Ms Mijatovic told the Tribunal at the hearing that the notice of the 2010 AGM was sent by post or delivered personally to all registered proprietors on 31 March 2010. Since Mr A Dimitroff has resided overseas the strata company has sent all of his post to Mr J Dimitroff's address in Brentwood. Mr J Dimitroff confirmed to the Tribunal that as far as he is aware he has received all other letters from the strata company by post without a problem. However, Mr J Dimitroff did not receive notice of the 2010 AGM and Mr A Dimitroff did not attend the 2010 AGM, either in person or by proxy.
The 2010 AGM minutes relevantly record that:
•Mr Mijatovic was chairman of the council of management and chaired the meeting of the strata company.
•Eight of the 20 proprietors were present in person. The minutes do not indicate which particular unit the proprietors own.
•Three people in attendance held proxies for eight of the other proprietors.
•Proposed motion register survey plans for exclusive use areas:
That the bylaw passed 9 January 1987 numbered 18 of [Pt] 1 of [Sch] 1 to the [ST] Act as they applied to the building referred to in the strata plan at the time, are repealed and the following bylaw is adopted and added as [B]ylaw 19 of [Sch] 1 of the [ST] [A]ct that the registered proprietor of each lot will be entitled to the exclusive use and enjoyment of that part of the common property as is marked on the attached plans as being 'for the use of' each lot respectively. [P]assed 130 ([A]lex abstained)
•Proposed motion:
That the Council of Management impose a licence fee payable quarterly of $1.10 per unit of entitlement (assessable by the council) payable by the owners of all units who have the exclusive use of their courtyards (as previously approved at the AGM on 9 January 1987). [P]assed unanimously 160, no votes against[.]
The proposed motions above became By-law 19 and By-law 20 respectively.
Exhibit A includes the Form 21 change of bylaw which states that it 'became unconditional' on 22 May 2010 and attaches Bylaw 19 and Bylaw 20 as follows:
Resolution (Register Survey Plans for Exclusive Use Areas)
That the bylaw passed 9 January 1987 numbered 18 of [Pt] 1 of [Sch] 1 to the [ST] Act as they applied to the building referred to in the strata plan at the time, are repealed and the following bylaw is adopted and added as [B]ylaw 19 of [Sch] 1 of the [ST] [A]ct that the registered proprietor of each lot will be entitled to the exclusive use and enjoyment of that part of the common property as is marked on the attached plans as being 'for the use of' each lot respectively.
Resolution Licence Fees for Exclusive Use Areas
That the Council of Management impose a licence fee payable quarterly of $1.10 per unit of entitlement (assessable by the council) payable by the owners of all units who have the exclusive use of their courtyards (as previously approved at the AGM on 9 January 1987).

• _EXTRACTED DATA_:
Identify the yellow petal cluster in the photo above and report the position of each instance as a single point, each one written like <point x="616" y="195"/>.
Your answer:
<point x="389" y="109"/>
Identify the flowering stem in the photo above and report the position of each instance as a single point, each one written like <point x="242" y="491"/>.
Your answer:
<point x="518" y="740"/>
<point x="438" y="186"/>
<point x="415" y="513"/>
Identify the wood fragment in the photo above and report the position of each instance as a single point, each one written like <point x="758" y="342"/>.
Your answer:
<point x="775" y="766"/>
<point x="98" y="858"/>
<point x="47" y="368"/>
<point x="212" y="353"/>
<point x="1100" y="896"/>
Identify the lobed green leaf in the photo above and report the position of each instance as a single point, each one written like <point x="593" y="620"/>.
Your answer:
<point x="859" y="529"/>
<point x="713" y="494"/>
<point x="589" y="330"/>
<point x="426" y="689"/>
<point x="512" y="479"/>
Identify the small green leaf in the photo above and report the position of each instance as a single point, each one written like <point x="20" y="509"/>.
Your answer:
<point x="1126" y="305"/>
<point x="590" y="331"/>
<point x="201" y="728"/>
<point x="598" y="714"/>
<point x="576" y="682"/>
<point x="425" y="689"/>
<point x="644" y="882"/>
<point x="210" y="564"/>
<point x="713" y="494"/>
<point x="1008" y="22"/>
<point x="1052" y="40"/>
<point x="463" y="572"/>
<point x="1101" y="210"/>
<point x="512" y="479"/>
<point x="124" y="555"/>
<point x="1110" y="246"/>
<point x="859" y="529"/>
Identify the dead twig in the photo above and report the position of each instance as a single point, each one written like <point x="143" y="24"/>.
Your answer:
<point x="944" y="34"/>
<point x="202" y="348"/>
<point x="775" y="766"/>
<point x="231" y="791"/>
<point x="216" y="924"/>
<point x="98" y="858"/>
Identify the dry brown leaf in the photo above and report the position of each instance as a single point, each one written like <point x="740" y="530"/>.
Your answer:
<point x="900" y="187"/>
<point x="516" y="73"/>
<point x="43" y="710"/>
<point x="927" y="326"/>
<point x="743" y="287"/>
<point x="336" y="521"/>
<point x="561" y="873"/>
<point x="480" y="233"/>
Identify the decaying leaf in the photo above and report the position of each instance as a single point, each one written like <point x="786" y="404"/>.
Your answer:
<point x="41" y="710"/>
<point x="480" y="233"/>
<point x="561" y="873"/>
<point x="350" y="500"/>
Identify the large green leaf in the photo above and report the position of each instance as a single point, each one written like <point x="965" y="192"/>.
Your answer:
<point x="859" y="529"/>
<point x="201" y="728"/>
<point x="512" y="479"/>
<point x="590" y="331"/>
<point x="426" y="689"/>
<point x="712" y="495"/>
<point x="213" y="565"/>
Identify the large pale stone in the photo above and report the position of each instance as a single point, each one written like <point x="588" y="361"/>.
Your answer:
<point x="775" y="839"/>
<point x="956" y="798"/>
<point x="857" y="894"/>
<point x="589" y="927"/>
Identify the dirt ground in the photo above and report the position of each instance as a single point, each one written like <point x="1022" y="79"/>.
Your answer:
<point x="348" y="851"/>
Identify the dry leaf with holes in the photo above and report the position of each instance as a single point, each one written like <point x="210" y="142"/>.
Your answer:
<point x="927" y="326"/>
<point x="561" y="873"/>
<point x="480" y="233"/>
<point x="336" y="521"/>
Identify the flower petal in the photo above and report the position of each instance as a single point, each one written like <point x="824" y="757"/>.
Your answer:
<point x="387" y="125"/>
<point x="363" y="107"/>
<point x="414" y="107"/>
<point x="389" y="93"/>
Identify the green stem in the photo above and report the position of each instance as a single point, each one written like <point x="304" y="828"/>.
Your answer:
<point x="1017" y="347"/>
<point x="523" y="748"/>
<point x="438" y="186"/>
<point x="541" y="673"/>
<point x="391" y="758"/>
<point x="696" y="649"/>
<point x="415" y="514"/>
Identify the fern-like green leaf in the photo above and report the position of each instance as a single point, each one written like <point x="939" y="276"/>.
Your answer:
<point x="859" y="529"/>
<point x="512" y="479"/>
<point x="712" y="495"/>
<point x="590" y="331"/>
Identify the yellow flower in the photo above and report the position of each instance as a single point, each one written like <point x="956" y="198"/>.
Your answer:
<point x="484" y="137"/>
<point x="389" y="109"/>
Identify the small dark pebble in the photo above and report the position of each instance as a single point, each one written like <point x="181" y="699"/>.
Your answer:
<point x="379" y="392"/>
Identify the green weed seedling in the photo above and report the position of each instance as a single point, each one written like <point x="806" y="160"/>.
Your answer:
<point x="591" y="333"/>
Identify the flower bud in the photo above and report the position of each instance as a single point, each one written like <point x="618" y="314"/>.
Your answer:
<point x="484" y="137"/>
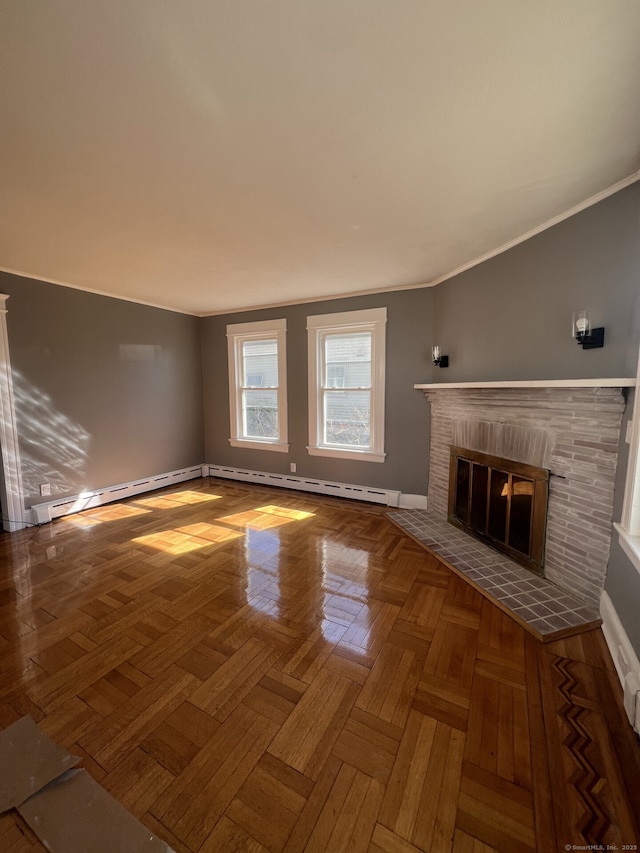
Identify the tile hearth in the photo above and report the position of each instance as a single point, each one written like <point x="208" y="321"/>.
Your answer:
<point x="543" y="608"/>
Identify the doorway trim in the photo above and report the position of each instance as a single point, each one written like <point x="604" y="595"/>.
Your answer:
<point x="11" y="480"/>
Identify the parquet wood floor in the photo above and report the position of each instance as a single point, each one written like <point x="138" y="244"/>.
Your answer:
<point x="247" y="669"/>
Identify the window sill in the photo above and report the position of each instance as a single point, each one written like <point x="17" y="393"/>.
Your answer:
<point x="630" y="545"/>
<point x="343" y="453"/>
<point x="251" y="444"/>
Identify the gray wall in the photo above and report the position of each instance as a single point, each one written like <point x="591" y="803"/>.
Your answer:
<point x="409" y="322"/>
<point x="107" y="391"/>
<point x="510" y="317"/>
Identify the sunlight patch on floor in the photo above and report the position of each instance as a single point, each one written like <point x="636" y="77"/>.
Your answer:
<point x="183" y="540"/>
<point x="112" y="512"/>
<point x="265" y="517"/>
<point x="177" y="499"/>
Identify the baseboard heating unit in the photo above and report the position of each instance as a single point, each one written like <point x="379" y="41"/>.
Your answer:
<point x="308" y="484"/>
<point x="44" y="512"/>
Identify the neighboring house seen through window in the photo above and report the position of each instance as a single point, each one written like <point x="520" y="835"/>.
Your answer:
<point x="258" y="385"/>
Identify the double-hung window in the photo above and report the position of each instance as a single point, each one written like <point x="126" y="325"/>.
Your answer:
<point x="346" y="384"/>
<point x="258" y="385"/>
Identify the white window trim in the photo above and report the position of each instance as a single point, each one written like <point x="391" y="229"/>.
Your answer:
<point x="374" y="320"/>
<point x="629" y="527"/>
<point x="237" y="333"/>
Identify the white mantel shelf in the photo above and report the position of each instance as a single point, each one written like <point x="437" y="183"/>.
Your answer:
<point x="532" y="383"/>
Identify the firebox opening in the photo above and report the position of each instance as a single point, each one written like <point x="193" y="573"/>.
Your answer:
<point x="502" y="502"/>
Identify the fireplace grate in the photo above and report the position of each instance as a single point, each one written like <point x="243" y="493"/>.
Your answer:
<point x="502" y="502"/>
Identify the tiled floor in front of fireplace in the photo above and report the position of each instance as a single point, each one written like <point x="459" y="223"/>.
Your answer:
<point x="544" y="609"/>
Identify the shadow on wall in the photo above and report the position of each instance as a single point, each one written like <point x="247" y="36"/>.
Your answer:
<point x="53" y="448"/>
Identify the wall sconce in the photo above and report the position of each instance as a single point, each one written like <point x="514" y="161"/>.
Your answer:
<point x="585" y="336"/>
<point x="437" y="358"/>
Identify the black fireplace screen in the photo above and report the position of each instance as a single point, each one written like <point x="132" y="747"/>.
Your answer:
<point x="502" y="502"/>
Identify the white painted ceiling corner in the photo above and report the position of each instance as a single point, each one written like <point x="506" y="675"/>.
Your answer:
<point x="210" y="156"/>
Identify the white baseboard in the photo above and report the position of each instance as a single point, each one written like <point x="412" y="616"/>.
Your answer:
<point x="412" y="501"/>
<point x="624" y="658"/>
<point x="388" y="497"/>
<point x="41" y="513"/>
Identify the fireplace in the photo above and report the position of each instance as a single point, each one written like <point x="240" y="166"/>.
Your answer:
<point x="571" y="432"/>
<point x="501" y="502"/>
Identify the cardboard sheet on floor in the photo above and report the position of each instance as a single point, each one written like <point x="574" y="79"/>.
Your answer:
<point x="75" y="814"/>
<point x="29" y="760"/>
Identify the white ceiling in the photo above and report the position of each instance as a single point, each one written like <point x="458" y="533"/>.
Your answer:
<point x="210" y="155"/>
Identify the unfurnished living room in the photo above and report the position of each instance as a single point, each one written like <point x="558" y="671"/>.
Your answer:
<point x="320" y="473"/>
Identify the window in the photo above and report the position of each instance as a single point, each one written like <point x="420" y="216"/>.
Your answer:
<point x="346" y="384"/>
<point x="629" y="527"/>
<point x="258" y="385"/>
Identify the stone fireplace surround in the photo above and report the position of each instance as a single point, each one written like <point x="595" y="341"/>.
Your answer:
<point x="571" y="428"/>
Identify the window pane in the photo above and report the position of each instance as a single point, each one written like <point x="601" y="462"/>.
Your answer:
<point x="260" y="363"/>
<point x="347" y="418"/>
<point x="260" y="414"/>
<point x="348" y="360"/>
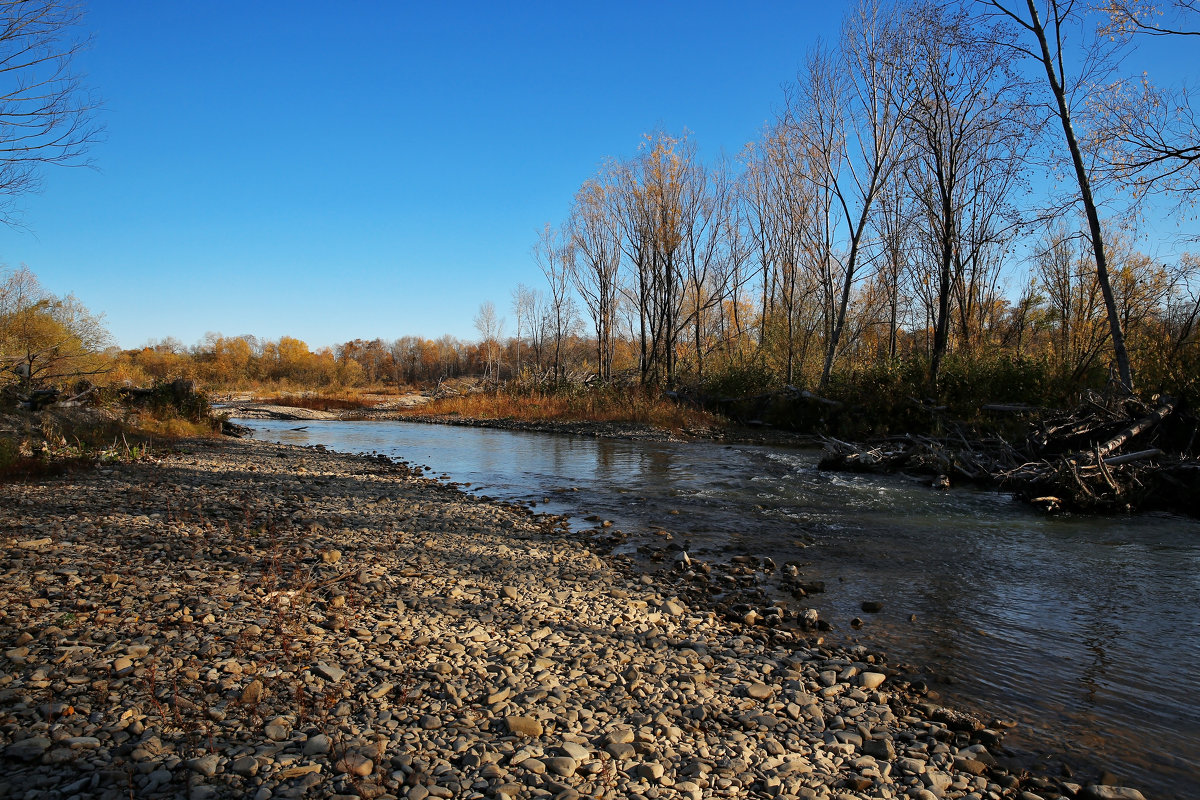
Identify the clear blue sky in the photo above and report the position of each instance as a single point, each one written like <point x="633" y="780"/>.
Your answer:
<point x="372" y="169"/>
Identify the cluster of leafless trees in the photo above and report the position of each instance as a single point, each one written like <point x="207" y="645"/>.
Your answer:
<point x="898" y="205"/>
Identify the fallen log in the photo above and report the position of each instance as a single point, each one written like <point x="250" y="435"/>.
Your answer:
<point x="1134" y="429"/>
<point x="1132" y="457"/>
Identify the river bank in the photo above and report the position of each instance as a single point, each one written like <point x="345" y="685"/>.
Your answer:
<point x="388" y="413"/>
<point x="246" y="619"/>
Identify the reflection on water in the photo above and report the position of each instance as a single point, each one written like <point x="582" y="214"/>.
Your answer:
<point x="1085" y="629"/>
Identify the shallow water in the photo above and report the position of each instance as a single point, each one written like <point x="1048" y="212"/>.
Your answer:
<point x="1084" y="629"/>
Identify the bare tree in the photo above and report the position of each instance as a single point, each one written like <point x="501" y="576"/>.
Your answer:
<point x="1043" y="38"/>
<point x="595" y="235"/>
<point x="491" y="330"/>
<point x="525" y="301"/>
<point x="846" y="113"/>
<point x="553" y="254"/>
<point x="964" y="132"/>
<point x="1149" y="134"/>
<point x="46" y="113"/>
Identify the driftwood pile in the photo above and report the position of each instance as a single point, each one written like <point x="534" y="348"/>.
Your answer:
<point x="1109" y="455"/>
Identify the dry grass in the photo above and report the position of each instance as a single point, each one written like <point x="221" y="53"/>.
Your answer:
<point x="348" y="400"/>
<point x="592" y="405"/>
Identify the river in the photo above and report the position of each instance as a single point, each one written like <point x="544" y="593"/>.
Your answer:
<point x="1086" y="630"/>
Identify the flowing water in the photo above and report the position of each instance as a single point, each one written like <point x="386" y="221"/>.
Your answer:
<point x="1086" y="630"/>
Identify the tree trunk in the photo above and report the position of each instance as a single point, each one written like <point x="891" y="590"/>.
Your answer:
<point x="1085" y="191"/>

• _GOAL A_: According to the passage on the strata company's 2010 AGM, how many of the 20 proprietors were present in person?
• _GOAL B_: From the rows, copy out the part that opens with the line containing "Identify the tree" and runs through the final row, keeping both ends and leaving each line unchanged.

• _COMPLETE ANSWER A_: Eight of the 20 proprietors were present in person.

• _COMPLETE ANSWER B_:
Identify the tree trunk in the photo above and report the position of each instance as a single point, each one written like <point x="891" y="590"/>.
Your answer:
<point x="1085" y="191"/>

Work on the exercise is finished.